> **WRITTEN TASK**
Present every line of the records below as a numbered list, skipping blank lines and leaving out the pictures.

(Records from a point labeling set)
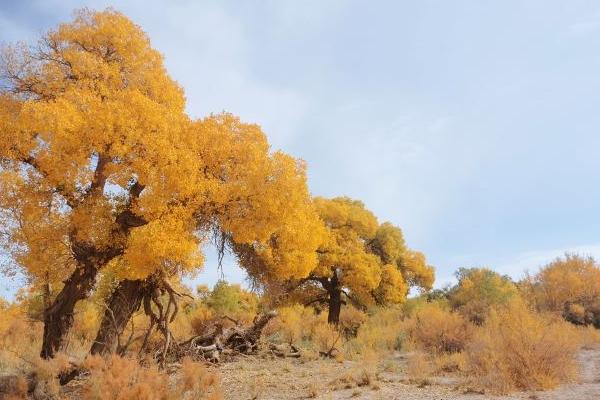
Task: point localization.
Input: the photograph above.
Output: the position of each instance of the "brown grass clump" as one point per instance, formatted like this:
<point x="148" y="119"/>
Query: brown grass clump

> **TASK ANSWER**
1. Task: point localization.
2. Input: the photograph above.
3. Output: the position of each instance of the "brown grass clump" as one point per instance, formatted like this:
4. <point x="148" y="119"/>
5. Query: brown grass clump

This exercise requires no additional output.